[Records from a dataset]
◆ ◆ ◆

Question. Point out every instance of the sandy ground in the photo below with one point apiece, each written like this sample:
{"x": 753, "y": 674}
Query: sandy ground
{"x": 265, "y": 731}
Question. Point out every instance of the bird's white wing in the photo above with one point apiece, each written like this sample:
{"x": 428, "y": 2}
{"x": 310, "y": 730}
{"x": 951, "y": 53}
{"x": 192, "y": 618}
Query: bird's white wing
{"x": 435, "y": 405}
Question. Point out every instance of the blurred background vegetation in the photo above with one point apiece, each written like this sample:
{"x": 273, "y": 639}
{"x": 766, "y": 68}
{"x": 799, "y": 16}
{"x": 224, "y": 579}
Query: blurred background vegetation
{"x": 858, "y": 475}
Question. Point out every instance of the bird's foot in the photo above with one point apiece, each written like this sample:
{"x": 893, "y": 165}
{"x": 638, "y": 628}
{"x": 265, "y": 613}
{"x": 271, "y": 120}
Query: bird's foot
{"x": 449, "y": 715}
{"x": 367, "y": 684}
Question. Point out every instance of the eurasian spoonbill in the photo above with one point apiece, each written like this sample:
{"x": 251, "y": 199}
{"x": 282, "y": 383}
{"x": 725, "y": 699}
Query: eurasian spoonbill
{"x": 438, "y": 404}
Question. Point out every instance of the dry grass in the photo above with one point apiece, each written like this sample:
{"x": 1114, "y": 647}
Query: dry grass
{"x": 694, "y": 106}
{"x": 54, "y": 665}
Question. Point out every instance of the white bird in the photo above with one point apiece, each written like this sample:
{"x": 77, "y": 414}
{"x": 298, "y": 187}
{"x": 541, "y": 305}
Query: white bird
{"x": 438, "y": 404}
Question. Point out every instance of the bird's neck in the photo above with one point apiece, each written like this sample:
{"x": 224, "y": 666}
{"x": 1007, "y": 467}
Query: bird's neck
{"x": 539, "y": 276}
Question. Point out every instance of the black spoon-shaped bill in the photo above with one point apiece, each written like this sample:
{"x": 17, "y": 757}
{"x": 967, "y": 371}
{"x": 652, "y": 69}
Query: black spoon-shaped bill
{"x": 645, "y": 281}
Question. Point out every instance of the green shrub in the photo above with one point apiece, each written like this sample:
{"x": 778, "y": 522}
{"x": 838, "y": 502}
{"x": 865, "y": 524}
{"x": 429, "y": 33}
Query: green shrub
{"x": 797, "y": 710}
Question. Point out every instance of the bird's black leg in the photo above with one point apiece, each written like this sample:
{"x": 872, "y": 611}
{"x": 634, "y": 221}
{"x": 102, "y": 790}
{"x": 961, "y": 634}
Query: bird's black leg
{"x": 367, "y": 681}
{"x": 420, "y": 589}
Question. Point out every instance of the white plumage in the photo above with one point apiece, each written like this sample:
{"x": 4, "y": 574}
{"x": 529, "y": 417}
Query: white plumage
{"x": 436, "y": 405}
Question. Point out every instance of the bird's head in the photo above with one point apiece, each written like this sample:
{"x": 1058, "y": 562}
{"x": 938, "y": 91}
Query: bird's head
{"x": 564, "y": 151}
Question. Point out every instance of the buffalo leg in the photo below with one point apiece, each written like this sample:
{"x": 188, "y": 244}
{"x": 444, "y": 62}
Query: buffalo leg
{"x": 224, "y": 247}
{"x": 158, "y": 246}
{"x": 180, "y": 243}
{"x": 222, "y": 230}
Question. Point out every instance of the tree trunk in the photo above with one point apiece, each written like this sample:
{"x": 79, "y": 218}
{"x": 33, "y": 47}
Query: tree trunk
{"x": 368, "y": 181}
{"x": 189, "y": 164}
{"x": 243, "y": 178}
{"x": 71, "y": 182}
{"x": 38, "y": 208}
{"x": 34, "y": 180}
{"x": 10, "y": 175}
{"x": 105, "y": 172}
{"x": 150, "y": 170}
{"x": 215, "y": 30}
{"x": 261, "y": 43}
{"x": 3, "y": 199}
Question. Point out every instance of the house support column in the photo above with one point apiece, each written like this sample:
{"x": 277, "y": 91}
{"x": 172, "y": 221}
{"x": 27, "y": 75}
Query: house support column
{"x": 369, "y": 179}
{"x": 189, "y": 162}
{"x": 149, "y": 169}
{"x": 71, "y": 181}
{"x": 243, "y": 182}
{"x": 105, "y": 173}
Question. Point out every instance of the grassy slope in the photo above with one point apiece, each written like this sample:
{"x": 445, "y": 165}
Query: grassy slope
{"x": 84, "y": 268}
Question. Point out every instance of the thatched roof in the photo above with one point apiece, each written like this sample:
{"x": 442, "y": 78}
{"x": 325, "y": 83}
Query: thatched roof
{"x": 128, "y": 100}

◆ ◆ ◆

### What the task requires
Each record above has to be printed again, word for word.

### Result for this exercise
Question. Point out every instance of the sandy ground in the photo below with one point apiece, each written like this sample:
{"x": 753, "y": 674}
Query: sandy ground
{"x": 265, "y": 731}
Question. Point out every instance of the bird's white wing in the photo above with one point apiece, each written like this sample:
{"x": 428, "y": 2}
{"x": 310, "y": 730}
{"x": 951, "y": 53}
{"x": 192, "y": 618}
Query: bird's white wing
{"x": 435, "y": 405}
Question. Point out every instance of the blurred background vegetation in the photo above with one point apiece, each written like this sample:
{"x": 273, "y": 639}
{"x": 766, "y": 68}
{"x": 799, "y": 16}
{"x": 224, "y": 579}
Query: blurred background vegetation
{"x": 858, "y": 475}
Question. Point out every instance of the bird's foot in the photo above with one point apiece, each written like this sample:
{"x": 893, "y": 165}
{"x": 638, "y": 628}
{"x": 265, "y": 613}
{"x": 271, "y": 120}
Query: bird's foot
{"x": 449, "y": 715}
{"x": 367, "y": 684}
Question. Point out every instance of the eurasian spoonbill in the photo above with one point apiece, each written like this sample:
{"x": 251, "y": 199}
{"x": 282, "y": 383}
{"x": 725, "y": 699}
Query: eurasian spoonbill
{"x": 438, "y": 404}
Question. Point out every instance of the dry grass in the photo above with one point apiece, each written like this sample:
{"x": 1114, "y": 647}
Query: dry grass
{"x": 694, "y": 106}
{"x": 54, "y": 665}
Question. Point out every instance of the white bird in the photo above with one point apiece, each written like this sample:
{"x": 77, "y": 414}
{"x": 298, "y": 187}
{"x": 541, "y": 305}
Query: white bird
{"x": 438, "y": 404}
Question. Point out every instance of the bird's neck in the photo above with one point apiece, each written like this sample:
{"x": 224, "y": 666}
{"x": 1007, "y": 467}
Query: bird's neck
{"x": 539, "y": 276}
Question. Point out every instance of the black spoon-shaped bill in the photo above with one point apiece, each written like this sample:
{"x": 17, "y": 757}
{"x": 967, "y": 371}
{"x": 652, "y": 69}
Query: black spoon-shaped bill
{"x": 645, "y": 281}
Question. Point out every instance of the green shrub in the photo above with one point apiece, each written like this sample:
{"x": 778, "y": 522}
{"x": 838, "y": 502}
{"x": 865, "y": 524}
{"x": 429, "y": 33}
Query: green shrub
{"x": 797, "y": 710}
Question. Point out every instance of the bird's black leg in the photo above with one point apiece, each written like this sample:
{"x": 872, "y": 611}
{"x": 634, "y": 221}
{"x": 102, "y": 790}
{"x": 961, "y": 634}
Query: bird's black leg
{"x": 367, "y": 681}
{"x": 420, "y": 589}
Question. Point out every instance of the white plumage in the photo above with one point apiece, each written like this sample:
{"x": 4, "y": 574}
{"x": 529, "y": 417}
Query: white plumage
{"x": 436, "y": 405}
Question. Point out every instance of the bird's head in the photo above with one point apiece, each written like this sample:
{"x": 1058, "y": 562}
{"x": 938, "y": 91}
Query: bird's head
{"x": 564, "y": 151}
Question. Point out every instance of the buffalo leg in the photo below with one point apiece, each written like this sample:
{"x": 188, "y": 244}
{"x": 444, "y": 62}
Query: buffalo leg
{"x": 224, "y": 247}
{"x": 158, "y": 246}
{"x": 180, "y": 243}
{"x": 222, "y": 230}
Question. Point out every instance of the tree trunk in the photo above with one point apiece, each written like this sample:
{"x": 79, "y": 218}
{"x": 33, "y": 47}
Query: tree trunk
{"x": 368, "y": 181}
{"x": 189, "y": 164}
{"x": 243, "y": 178}
{"x": 71, "y": 182}
{"x": 38, "y": 208}
{"x": 34, "y": 180}
{"x": 10, "y": 175}
{"x": 105, "y": 172}
{"x": 150, "y": 170}
{"x": 215, "y": 30}
{"x": 261, "y": 43}
{"x": 3, "y": 199}
Question. Point out every instance of the house support column in the photo above with one point apiece, each written like this sample:
{"x": 277, "y": 91}
{"x": 172, "y": 221}
{"x": 27, "y": 75}
Query: house support column
{"x": 369, "y": 179}
{"x": 189, "y": 162}
{"x": 149, "y": 169}
{"x": 71, "y": 181}
{"x": 243, "y": 182}
{"x": 105, "y": 173}
Question. Point out every instance of the grassy slope in the photo above with one point apiece, each written like this sample:
{"x": 445, "y": 165}
Query: grassy slope
{"x": 84, "y": 268}
Question. Point out every instance of the thatched roof in the photo above with one point apiece, each written like this sample:
{"x": 442, "y": 78}
{"x": 325, "y": 83}
Query: thatched roof
{"x": 128, "y": 100}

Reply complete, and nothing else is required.